• [Page extract]
Judge/King of Cagliari
- Reign: 1089-1090 (1st time) 1090-1103 (2nd time)
- Predecessor: Orzocco Torchitorio I (1st time) Torbeno (2nd time)
- Successor: Torbeno (1st time) Marianus II Torchitorio II (2nd time)
- Died: 1103
- Spouse: Giorgia of Lacon
- Issue: See list Marianus II Torchitorio II, Judge of Cagliari; Orzocco; Ittocorre; Sergius; Elena; Vera; ;
- House: Lacon-Gunale
- Father: Orzocco Torchitorio I
- Mother: Vera of Lacon

= Constantine I of Cagliari =

Constantine I was the giudice of Cagliari. He was the son of the giudice Orzocco Torchitorio and giudicessa Vera. In the eleventh century, the throne of Cagliari traditionally passed between the houses of Torchitorio de Ugunale and Salusio de Lacon. Constantine took the name Salusio II (de Lacon) upon his succession, in an attempt to unite the families. He appears in contemporary charters as rex et iudex Caralitanus: "King and Judge of Cagliari."

• [What is needed]
Can you continue the article on Constantine I of Cagliari above, picking up after its final sentence?

• [Material provided]
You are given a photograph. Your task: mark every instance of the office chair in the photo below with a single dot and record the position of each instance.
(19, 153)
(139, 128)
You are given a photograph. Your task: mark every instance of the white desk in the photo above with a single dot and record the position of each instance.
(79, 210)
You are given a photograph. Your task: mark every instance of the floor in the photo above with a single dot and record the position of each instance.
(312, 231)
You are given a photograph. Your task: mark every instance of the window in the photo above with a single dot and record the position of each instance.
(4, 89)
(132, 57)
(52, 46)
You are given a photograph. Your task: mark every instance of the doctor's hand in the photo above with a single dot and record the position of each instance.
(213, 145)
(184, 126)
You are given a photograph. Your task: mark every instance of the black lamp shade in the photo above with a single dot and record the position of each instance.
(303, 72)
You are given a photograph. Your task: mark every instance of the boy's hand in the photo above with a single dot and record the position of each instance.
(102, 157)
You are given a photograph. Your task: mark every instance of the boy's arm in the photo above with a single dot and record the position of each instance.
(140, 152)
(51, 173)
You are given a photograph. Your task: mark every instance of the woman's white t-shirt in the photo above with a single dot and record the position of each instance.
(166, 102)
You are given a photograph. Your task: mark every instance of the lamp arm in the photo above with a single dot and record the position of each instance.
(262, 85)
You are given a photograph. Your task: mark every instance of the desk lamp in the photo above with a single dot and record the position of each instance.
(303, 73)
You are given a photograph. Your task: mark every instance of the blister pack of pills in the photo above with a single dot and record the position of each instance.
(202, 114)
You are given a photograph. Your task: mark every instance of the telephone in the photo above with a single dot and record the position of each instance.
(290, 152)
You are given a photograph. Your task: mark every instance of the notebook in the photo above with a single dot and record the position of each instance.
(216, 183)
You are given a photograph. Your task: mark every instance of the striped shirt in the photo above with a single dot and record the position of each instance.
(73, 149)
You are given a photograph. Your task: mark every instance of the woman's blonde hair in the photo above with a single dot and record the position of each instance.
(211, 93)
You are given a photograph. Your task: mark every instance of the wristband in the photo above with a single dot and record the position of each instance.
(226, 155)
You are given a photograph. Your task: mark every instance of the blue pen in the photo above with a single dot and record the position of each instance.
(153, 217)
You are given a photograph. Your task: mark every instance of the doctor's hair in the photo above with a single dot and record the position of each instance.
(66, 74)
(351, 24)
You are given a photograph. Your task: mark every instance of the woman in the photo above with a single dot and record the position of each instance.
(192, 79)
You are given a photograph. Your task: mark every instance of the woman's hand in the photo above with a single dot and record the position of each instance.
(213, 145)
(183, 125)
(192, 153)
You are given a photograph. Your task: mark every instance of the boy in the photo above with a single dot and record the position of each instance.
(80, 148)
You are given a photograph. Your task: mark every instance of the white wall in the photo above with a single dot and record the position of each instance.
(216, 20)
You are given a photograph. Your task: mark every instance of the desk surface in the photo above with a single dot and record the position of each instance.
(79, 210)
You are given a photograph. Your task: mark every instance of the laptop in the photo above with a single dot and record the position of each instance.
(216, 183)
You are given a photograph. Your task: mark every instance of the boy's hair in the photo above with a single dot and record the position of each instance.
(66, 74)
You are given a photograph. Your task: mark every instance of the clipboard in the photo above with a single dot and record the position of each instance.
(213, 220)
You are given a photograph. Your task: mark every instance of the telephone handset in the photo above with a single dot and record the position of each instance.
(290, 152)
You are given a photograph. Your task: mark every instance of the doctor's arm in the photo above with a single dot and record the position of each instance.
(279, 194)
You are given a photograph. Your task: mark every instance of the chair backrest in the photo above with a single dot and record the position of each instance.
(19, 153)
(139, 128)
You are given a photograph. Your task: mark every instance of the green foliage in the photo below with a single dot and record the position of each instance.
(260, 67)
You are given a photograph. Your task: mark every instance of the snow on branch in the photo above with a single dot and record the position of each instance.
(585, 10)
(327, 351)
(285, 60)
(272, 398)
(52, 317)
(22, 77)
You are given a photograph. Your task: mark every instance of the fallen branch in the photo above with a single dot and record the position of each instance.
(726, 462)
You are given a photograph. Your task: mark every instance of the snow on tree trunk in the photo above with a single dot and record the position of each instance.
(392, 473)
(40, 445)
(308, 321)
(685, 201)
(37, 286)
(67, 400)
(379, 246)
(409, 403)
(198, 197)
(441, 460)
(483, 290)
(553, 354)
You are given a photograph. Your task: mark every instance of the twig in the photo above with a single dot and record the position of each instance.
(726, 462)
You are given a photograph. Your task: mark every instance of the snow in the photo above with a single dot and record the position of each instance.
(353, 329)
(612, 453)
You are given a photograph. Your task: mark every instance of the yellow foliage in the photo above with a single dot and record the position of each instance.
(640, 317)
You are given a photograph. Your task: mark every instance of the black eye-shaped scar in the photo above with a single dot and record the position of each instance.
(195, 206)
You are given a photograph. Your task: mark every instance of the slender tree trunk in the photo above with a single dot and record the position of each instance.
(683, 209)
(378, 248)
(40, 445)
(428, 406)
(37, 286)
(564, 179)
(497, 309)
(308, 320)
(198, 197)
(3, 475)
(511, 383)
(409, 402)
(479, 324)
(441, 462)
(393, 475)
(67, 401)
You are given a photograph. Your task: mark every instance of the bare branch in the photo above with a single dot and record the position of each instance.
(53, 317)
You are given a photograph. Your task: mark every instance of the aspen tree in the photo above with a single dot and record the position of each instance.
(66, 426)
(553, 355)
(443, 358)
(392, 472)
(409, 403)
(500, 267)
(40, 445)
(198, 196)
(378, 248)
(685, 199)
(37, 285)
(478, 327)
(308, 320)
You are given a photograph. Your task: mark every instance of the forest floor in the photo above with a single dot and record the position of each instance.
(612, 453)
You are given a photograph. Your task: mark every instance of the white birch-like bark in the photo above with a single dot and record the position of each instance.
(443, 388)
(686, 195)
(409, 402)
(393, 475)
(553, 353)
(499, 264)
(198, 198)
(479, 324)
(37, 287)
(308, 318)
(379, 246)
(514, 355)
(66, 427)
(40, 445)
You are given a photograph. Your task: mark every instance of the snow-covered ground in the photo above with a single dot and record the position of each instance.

• [Result of this exercise]
On 30 June 1089, Constantine confirmed that the monastery of Saint-Victor in Marseille possessed the Sardinian monasteries of San Giorgio di Decimo and San Genesio di Uta. Such confirmations of monastic privileges were commonly associated with accessions at the time and this seems to indicate that Constantine was new to the throne in 1089, fixing the date of his succession to in or shortly before that year.

The bishops and giudici of Cagliari had attained a high level of autonomy and isolation in the past century before Constantine's accession and this prompted papal action, a side-action of the Gregorian reform. Constantine began to take Cagliari out of its isolation, banking on Benedictine monasticism to reform his country economically, technologically, and ecclesiastically. In accord with the pope's wishes, he put Cagliari under the authority of Lambert, Archbishop of Pisa. Constantine ardently supported the Church and vowed to uphold its rights and abandon the ways of his forefathers: concubinage, incest, and murder.

Constantine married Giorgia, probably of the Lacon family. He had a daughter named Elena who died before 1089 and another named Vera who was alive in 1124. He had four sons, including Marianus II, and Orzocco (died after 1163), Itocorre (died 1112), and Sergius (died circa 1141). Constantine last appears in 1090, but a successor does not appear until 1103. His successor was his brother Torbeno, who may have been associated with him before.

==Sources==
- Ghisalberti, Aldo (ed). Dizionario Biografico degli Italiani: XXX Cosattini – Crispolto. Rome, 1984.
- Prima Carta Cagliaritana.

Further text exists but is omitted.